* **TEXTAUSZUG**
● ● ● ● ● ● ●
Manche haben mich gefragt: „Warum dieses Format?“ Das kommt teilweise daher, dass viele Paare um eine Fortsetzung zu Der heilige Hafen gebeten haben – aber das war ein Problem. Wie ich oft betont habe, ist Der heilige Hafen keine Anleitung für eine gute Ehe. Ich bin weder qualifiziert, solch ein Buch zu schreiben, noch möchte ich das. Was sollte ich also fortsetzen?

Als mich einmal ein Ehepaar zum Flughafen fuhr, schlugen die beiden vor, ich könnte ein Andachtsbuch schreiben, das einige der Prinzipien aus Der heilige Hafen aus einer neuen Perspektive aufgreift und vertieft. Ich bedanke mich bei den beiden für ihre Idee, in diese Richtung weiterzudenken. Schon das Schreiben an sich war eine großartige Erfahrung für mich, weil ich herausgefordert, inspiriert und überführt wurde, während ich mich mit einer Wahrheit auseinandersetzte, die größer ist als wir alle.

Ich bete dafür, dass Sie mit Ihrem Ehepartner von dieser Reise über ein Jahr zumindest halb so viel profitieren, wie ich bei deren Zusammenstellung! Wenn Sie verheiratet sind, hat Gott Sie in eine wunderbare und doch schwierige, mühsame und doch tiefgehende Beziehung gestellt. Aber in all dem habe ich gelernt (und ich bin sicher, Sie auch), dass die Ehe aller Mühe mehr als wert ist.

Der gottzentrierte Ehepartner

Weil wir diese Zusagen haben, liebe Freunde, wollen wir uns von allem reinigen, was unserem Körper oder unserem Geist schaden könnte. Denn wir fürchten Gott; deshalb streben wir nach einem geheiligten Leben.

2. Korinther 7,1

Greg Nettle, Pastor der Gemeinde River Tree Christian Church in Massillon, Ohio, ging nach einem Golfturnier zu seinem Auto und stellte fest, dass sich der Kofferraum nicht per Fernbedienung öffnen ließ, genauso wenig wie die Türen. Als er schließlich im Wagen saß, sah er, dass die Tankanzeige „leer“ meldete, obwohl er weniger als vierundzwanzig Stunden zuvor getankt hatte. Noch frustrierender war, dass der Motor zwar ansprang, aber gleich darauf wieder ausging.

Nachdem ein Abschleppwagen das defekte Fahrzeug zur Werkstatt gebracht hatte, kam ein Mechaniker hinaus zu Nettle und nannte ihm das Problem: ein fehlerhaftes BSG.

„Was ist ein BSG?“

„Das Bordnetzsteuergerät ist sozusagen das Gehirn des Autos und wenn es kaputtgeht, funktioniert nichts mehr richtig.“

Nettle hätte darauf bestehen können, dass der Kofferraum, die Türschlösser und die Tankanzeige repariert und alle anderen Probleme beseitigt werden, aber all das waren nur die Symptome einer allgemeinen Funktionsstörung.
● ● ● ● ● ● ●
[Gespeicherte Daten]
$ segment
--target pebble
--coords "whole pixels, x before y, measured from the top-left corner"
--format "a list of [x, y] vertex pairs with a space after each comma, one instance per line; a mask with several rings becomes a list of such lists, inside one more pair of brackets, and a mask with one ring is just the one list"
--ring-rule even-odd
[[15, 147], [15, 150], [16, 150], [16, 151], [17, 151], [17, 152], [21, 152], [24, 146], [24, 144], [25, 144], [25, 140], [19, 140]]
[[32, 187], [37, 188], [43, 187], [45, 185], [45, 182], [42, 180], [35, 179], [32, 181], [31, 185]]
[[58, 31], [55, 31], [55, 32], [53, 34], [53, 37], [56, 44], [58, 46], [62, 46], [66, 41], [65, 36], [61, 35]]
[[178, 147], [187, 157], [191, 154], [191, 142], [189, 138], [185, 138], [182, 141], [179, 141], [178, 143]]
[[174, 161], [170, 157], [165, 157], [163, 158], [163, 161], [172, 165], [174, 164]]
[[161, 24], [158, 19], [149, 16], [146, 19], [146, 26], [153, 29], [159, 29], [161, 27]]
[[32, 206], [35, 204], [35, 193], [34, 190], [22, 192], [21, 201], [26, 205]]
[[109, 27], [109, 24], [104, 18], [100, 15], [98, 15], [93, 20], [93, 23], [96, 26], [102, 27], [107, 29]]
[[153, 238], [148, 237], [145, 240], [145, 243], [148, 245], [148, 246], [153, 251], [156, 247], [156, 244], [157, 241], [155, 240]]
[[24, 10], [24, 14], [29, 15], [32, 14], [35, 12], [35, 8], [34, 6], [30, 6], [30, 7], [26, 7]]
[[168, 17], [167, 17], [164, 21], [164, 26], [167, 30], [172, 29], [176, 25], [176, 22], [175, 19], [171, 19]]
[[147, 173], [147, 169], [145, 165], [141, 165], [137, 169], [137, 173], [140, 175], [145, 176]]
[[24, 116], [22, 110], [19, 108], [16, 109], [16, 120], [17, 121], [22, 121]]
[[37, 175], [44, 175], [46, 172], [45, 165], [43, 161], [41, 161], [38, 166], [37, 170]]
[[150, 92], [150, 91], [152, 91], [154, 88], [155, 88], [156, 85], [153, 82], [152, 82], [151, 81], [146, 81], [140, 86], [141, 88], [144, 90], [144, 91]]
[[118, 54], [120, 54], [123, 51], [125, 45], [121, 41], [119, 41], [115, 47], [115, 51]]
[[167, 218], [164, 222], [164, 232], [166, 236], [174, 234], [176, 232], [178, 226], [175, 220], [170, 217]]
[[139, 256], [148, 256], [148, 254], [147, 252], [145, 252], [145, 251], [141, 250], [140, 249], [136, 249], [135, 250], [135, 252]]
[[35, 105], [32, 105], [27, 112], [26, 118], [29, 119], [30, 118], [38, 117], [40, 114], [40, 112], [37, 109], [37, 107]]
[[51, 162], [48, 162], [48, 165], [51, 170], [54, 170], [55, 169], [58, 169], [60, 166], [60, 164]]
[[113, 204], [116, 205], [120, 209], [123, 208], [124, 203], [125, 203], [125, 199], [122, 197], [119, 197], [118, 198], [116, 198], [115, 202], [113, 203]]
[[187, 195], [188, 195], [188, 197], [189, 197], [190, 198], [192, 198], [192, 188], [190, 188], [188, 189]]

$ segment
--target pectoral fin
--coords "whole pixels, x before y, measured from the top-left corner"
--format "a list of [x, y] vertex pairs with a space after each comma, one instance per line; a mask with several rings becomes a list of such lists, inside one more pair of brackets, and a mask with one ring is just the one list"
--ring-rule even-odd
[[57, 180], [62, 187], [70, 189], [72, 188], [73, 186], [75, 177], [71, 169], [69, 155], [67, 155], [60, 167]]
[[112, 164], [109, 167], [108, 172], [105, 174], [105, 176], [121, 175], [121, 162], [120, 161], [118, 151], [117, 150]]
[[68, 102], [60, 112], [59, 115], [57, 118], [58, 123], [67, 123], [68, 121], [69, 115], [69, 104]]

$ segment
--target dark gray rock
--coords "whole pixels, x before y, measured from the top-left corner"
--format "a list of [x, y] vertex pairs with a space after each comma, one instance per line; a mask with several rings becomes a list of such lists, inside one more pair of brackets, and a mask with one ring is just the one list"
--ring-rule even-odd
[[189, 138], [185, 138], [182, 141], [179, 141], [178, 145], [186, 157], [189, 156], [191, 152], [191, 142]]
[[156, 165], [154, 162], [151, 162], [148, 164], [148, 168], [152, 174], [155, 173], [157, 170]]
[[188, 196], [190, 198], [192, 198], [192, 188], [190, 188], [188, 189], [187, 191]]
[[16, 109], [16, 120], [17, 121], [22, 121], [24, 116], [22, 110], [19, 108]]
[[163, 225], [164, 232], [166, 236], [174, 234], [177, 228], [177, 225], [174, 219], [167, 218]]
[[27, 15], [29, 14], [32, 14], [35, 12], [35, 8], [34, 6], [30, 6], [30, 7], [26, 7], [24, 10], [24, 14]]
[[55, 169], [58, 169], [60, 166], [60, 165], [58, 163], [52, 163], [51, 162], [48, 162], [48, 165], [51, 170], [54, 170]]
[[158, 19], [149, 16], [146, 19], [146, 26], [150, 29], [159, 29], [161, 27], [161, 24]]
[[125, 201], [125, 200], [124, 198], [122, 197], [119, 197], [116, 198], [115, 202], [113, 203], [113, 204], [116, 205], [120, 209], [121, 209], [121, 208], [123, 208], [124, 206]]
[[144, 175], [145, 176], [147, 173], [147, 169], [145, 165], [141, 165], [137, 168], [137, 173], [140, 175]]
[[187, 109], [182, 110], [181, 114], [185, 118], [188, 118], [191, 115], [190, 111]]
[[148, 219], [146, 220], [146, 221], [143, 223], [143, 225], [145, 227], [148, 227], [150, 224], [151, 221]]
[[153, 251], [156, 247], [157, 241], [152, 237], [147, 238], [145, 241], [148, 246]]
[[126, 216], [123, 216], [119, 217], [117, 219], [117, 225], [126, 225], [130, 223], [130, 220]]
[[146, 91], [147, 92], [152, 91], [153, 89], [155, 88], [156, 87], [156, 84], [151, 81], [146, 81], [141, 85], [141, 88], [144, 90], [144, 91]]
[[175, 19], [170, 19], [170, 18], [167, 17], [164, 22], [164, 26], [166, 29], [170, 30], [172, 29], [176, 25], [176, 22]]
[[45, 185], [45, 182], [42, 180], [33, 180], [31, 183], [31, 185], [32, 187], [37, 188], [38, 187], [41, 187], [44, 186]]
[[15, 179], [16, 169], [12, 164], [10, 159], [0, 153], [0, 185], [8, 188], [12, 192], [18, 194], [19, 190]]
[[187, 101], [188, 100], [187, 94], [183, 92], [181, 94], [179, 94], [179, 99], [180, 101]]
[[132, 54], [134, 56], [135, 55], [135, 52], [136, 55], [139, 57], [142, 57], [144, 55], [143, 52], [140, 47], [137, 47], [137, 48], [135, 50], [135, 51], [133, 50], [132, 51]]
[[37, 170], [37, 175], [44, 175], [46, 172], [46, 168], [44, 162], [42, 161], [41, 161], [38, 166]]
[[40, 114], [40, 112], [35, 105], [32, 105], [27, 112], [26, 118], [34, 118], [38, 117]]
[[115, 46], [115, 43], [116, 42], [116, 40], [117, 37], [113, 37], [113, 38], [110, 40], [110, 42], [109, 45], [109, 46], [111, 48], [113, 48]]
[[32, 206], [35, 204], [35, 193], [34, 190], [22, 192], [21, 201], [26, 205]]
● ● ● ● ● ● ●
* **AUFGABE 1**
Ändern Sie den Abschnitt des Textauszugs, der mit „2. Korinther 7,1“ beginnt und bis „ein fehlerhaftes BSG.“ reicht: Schreiben Sie ihn erneut ab und setzen Sie dabei „Tennisturnier“ an die Stelle von „Golfturnier“.
* **AUFGABE 2**
Fassen Sie den Textauszug in zwei Sätzen zusammen.
* **AUFGABE 3**
Beantworten Sie anhand des Textauszugs die folgenden Fragen.
(a) Wohin wurde die schreibende Person gefahren, als das Ehepaar die Idee für das Andachtsbuch vorschlug?
(b) Welche Bibelstelle wird unter „Der gottzentrierte Ehepartner“ angegeben?
(c) Wie lange vor der Anzeige „leer“ hatte Greg Nettle getankt?
Stützen Sie sich ausschließlich auf den Textauszug.

* **LÖSUNG 1**
2. Korinther 7,1

Greg Nettle, Pastor der Gemeinde River Tree Christian Church in Massillon, Ohio, ging nach einem Tennisturnier zu seinem Auto und stellte fest, dass sich der Kofferraum nicht per Fernbedienung öffnen ließ, genauso wenig wie die Türen. Als er schließlich im Wagen saß, sah er, dass die Tankanzeige „leer“ meldete, obwohl er weniger als vierundzwanzig Stunden zuvor getankt hatte. Noch frustrierender war, dass der Motor zwar ansprang, aber gleich darauf wieder ausging.

Nachdem ein Abschleppwagen das defekte Fahrzeug zur Werkstatt gebracht hatte, kam ein Mechaniker hinaus zu Nettle und nannte ihm das Problem: ein fehlerhaftes BSG.

* **LÖSUNG 2**
Laut dem Textauszug entstand das Andachtsbuch, weil viele Paare um eine Fortsetzung zu Der heilige Hafen baten und ein Ehepaar vorschlug, einige Prinzipien daraus aus einer neuen Perspektive aufzugreifen und zu vertiefen. Im Abschnitt „Der gottzentrierte Ehepartner“ wird erzählt, wie bei Pastor Greg Nettles Auto Kofferraum, Türen, Tankanzeige und Motor versagten, weil das Bordnetzsteuergerät, sozusagen das Gehirn des Autos, fehlerhaft war.

* **LÖSUNG 3**
(a) Zum Flughafen.
(b) 2. Korinther 7,1.
(c) Weniger als vierundzwanzig Stunden zuvor.